Description of the task:
Report every line in the records that follow which contains the string "below", treating uppercase and lowercase letters as different.

Records to use:
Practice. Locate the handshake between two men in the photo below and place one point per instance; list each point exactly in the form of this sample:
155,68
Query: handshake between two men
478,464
==
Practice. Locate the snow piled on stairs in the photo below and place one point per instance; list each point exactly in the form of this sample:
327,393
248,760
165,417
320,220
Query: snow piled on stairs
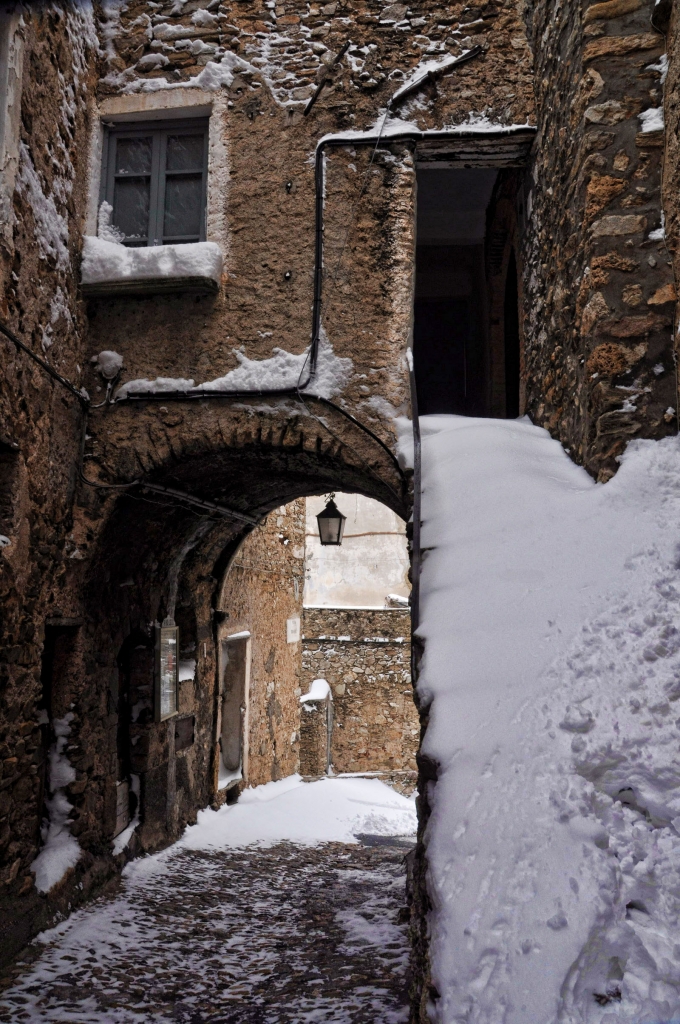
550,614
==
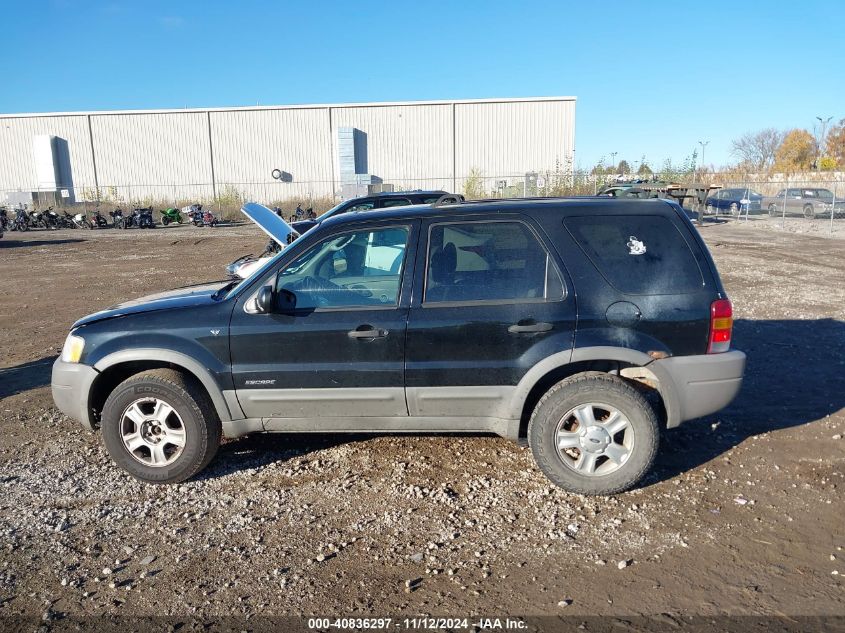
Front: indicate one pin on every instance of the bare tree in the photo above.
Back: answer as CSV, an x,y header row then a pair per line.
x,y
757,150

Solution for this task:
Practice. Locate the handshake between two men in the photo below and place one point per instance; list each point exactly in the form of this sample:
Practice. Locate the snow piled on stairs in the photo below and place one point per instance; list each point exactly in the form of this sample:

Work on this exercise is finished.